**PROVIDED RECORDS:**
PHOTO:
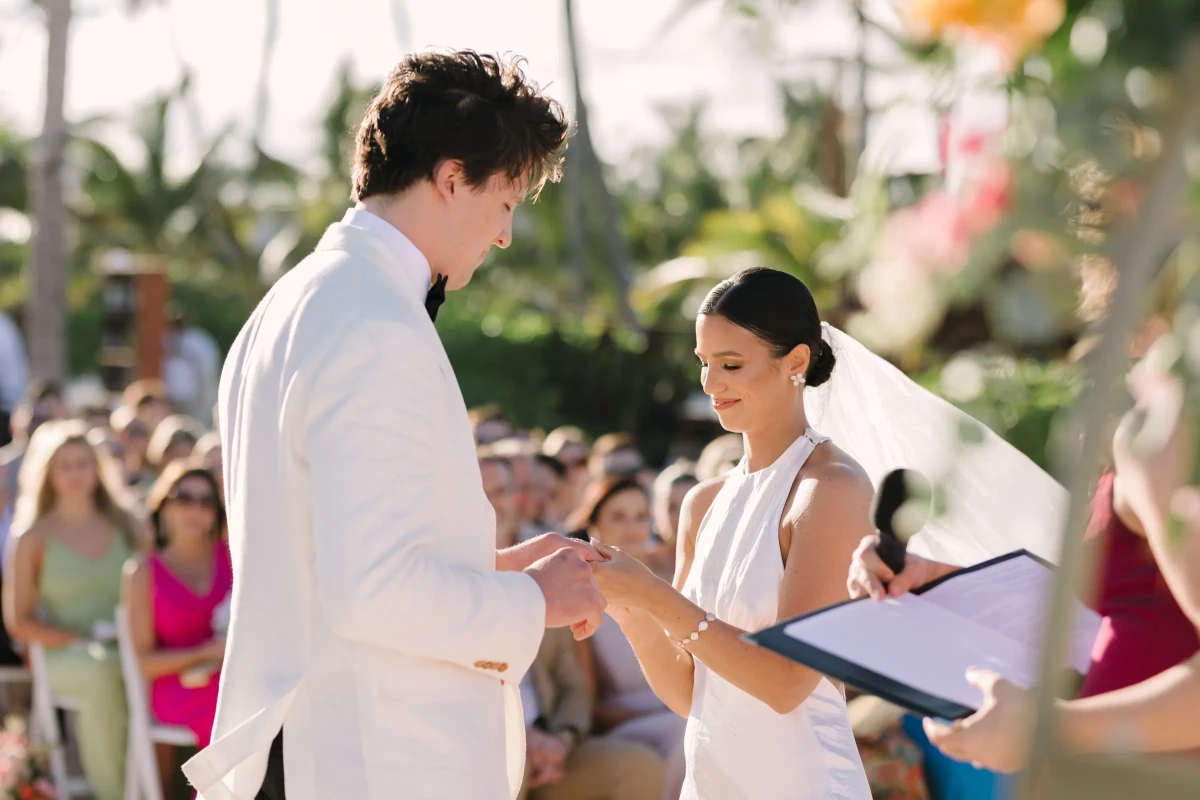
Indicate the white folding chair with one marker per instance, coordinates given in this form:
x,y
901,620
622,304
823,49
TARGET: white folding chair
x,y
142,780
45,727
10,675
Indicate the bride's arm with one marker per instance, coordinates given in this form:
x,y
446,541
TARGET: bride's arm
x,y
825,521
669,667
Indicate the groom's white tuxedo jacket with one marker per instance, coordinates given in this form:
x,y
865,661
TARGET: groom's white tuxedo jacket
x,y
369,620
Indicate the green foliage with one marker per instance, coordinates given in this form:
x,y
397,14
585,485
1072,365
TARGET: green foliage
x,y
546,377
1019,400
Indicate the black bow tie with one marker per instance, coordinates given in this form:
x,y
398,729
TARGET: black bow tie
x,y
436,296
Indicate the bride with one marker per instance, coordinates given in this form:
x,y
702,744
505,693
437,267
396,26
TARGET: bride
x,y
765,542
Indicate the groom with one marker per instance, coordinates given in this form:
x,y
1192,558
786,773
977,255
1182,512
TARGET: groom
x,y
378,639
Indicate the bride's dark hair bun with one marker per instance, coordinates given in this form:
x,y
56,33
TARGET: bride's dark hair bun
x,y
778,308
822,364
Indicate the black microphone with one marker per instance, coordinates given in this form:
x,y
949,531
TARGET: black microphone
x,y
901,507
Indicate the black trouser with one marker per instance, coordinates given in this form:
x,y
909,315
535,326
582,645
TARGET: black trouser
x,y
273,783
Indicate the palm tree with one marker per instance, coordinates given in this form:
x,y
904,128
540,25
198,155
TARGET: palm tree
x,y
592,174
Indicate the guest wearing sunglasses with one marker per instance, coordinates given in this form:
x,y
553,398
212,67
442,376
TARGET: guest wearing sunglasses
x,y
174,594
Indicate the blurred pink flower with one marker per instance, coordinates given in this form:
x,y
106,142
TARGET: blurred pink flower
x,y
931,235
989,196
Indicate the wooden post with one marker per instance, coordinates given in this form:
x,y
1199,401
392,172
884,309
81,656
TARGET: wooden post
x,y
136,295
150,322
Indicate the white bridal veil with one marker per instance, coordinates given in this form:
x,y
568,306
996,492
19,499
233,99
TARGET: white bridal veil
x,y
997,500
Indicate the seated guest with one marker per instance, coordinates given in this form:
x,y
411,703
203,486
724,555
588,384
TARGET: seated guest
x,y
147,400
208,452
61,585
42,403
615,455
133,437
563,762
498,487
95,416
570,447
174,439
670,488
173,594
552,492
528,495
490,425
617,512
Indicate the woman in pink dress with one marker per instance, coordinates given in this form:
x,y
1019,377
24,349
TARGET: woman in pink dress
x,y
175,597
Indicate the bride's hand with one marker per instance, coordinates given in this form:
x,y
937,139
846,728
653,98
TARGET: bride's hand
x,y
623,579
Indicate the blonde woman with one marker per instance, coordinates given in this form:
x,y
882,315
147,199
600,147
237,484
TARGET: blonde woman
x,y
174,439
61,585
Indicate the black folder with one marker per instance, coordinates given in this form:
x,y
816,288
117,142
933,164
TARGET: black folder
x,y
861,678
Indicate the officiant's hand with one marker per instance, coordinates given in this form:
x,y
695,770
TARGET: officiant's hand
x,y
869,573
573,597
996,735
623,579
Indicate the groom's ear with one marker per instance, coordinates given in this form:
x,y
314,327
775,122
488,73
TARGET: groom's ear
x,y
449,179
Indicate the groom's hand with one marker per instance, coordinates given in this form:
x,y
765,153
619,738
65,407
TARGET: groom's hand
x,y
523,555
573,597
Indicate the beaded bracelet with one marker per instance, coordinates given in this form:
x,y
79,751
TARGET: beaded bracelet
x,y
703,626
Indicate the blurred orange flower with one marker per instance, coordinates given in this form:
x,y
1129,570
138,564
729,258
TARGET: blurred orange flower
x,y
1015,26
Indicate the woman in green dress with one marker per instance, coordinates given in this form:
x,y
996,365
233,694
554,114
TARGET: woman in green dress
x,y
61,585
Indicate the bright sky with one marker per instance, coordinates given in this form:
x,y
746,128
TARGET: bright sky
x,y
118,60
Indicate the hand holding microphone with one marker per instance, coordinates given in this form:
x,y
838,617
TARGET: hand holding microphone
x,y
881,565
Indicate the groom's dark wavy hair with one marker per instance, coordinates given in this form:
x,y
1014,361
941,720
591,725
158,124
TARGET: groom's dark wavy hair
x,y
462,106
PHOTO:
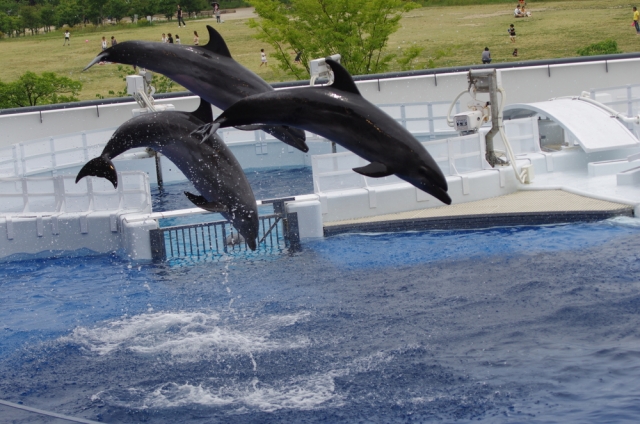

**TASK STATEMENT:** Every entry, word for word, should be given again; the pictures are not part of the copy.

**EXERCISE RESPONSE:**
PHOTO:
Indicate the white folding chair with one marker per instance, coordinates given in this form:
x,y
901,620
622,304
823,49
TARGET: white folding chair
x,y
142,780
45,727
10,675
Indicate the bride's arm with one marker per instance, coordinates given in this form:
x,y
446,541
TARGET: bride's arm
x,y
825,521
669,667
Indicate the groom's white tuxedo jacket with one marker per instance, coordinates given in this form:
x,y
865,661
TARGET: groom's white tuxedo jacket
x,y
369,620
Indicate the green foliage with one marker per instance, coordinates given in this form:
x,y
397,14
585,485
1072,365
TARGET: green foliage
x,y
546,377
1019,400
Indicate the black bow tie with one marker per instance, coordinates given in this form:
x,y
398,729
TARGET: black bow tie
x,y
436,296
Indicate the bride with one marker per instance, coordinates given in this form:
x,y
702,744
505,693
437,267
396,26
TARGET: bride
x,y
765,542
Indicate the groom with one marker per instance, coordinates given in this form:
x,y
1192,558
786,773
977,255
1182,512
TARGET: groom
x,y
378,639
Indicate the bride's dark hair bun with one marker per instance, coordinates given in this form:
x,y
56,33
TARGET: bride's dark hair bun
x,y
778,308
822,364
Indicate the black microphone with one marker per instance, coordinates given in this form:
x,y
949,531
TARGET: black microphone
x,y
901,507
Indicate the black trouser with one marker per instance, coordinates given in this form:
x,y
909,315
535,326
582,645
TARGET: black trouser
x,y
273,783
Indicate the palm tree with one marker per instance, coordinates given in this form:
x,y
904,128
540,25
198,155
TARGET: palm tree
x,y
592,174
Indicate the guest wearing sunglasses with one marker per instance, coordinates given in this form:
x,y
553,398
212,67
442,376
TARGET: guest wearing sunglasses
x,y
174,594
Indicate the blurred pink flower with one marker per instance, coordinates given in this form:
x,y
106,142
TARGET: blurred pink flower
x,y
931,235
989,196
Indicate the wooden post with one marker per instance, coordinates given in this form:
x,y
1199,401
392,172
884,309
81,656
TARGET: wooden post
x,y
136,295
150,322
Indicate the white bridal veil with one marker per instance, coordinates given in this form:
x,y
568,306
996,492
19,499
233,99
TARGET: white bridal veil
x,y
997,500
Indicate the seated guest with one marker per instance, coordinates given in this form:
x,y
411,703
203,486
724,555
588,384
TARGET: seated guest
x,y
147,400
208,452
61,585
42,403
615,455
133,437
563,762
498,487
95,416
570,447
174,439
670,488
173,594
552,492
528,495
490,425
617,512
Indicate the woman in pink dress with one marker per instance, coordinates given in this form:
x,y
1019,377
24,349
TARGET: woman in pink dress
x,y
175,597
Indicate the bride's hand with one marker per instance, coordinates given in this form:
x,y
937,139
846,728
653,98
TARGET: bride's hand
x,y
623,579
Indicate the blonde woman with one marker per instance, coordinates given in this form:
x,y
882,315
147,199
600,147
237,484
TARGET: blonde woman
x,y
174,439
61,585
Indicate the black folder with one marker per instance, coordinates given in this form:
x,y
816,288
117,142
933,164
TARGET: black folder
x,y
861,678
Indicate the officiant's hand with one marker per instance, coordinates given in this form:
x,y
695,770
TARGET: officiant's hand
x,y
869,573
573,597
996,735
623,579
Indicate the groom's ear with one marker per instance, coordinates given in this form:
x,y
314,327
775,122
488,73
TARGET: groom's ear
x,y
449,179
Indicate the groom's hand with one marker per instance, coordinates given in this form:
x,y
765,153
619,738
65,407
TARGET: groom's hand
x,y
523,555
573,597
Indicate the beaded bracelet with one marker per instance, coordinates given in this form:
x,y
79,751
TARGET: beaded bracelet
x,y
703,626
Indicate the blurred orange flower with one marker per instance, coordinates given in this form:
x,y
1129,570
138,564
729,258
TARGET: blurred orange flower
x,y
1015,26
Indicate the woman in green dress with one marker per instance, coordinates given in this form:
x,y
996,365
233,694
554,114
TARGET: woman in green dress
x,y
61,585
Indicate the bright sky with one marker per instance, coordinates given in this form:
x,y
746,128
TARGET: bright sky
x,y
118,60
Indicate the hand holding microphone with one marker per instance, coordinates given in this form:
x,y
838,617
TARGET: hand holding microphone
x,y
881,565
Indicate the groom's dark wavy hair with one marker per instance, coordinates given in this form:
x,y
1014,361
941,720
591,725
158,124
TARGET: groom's dark wavy hair
x,y
462,106
PHOTO:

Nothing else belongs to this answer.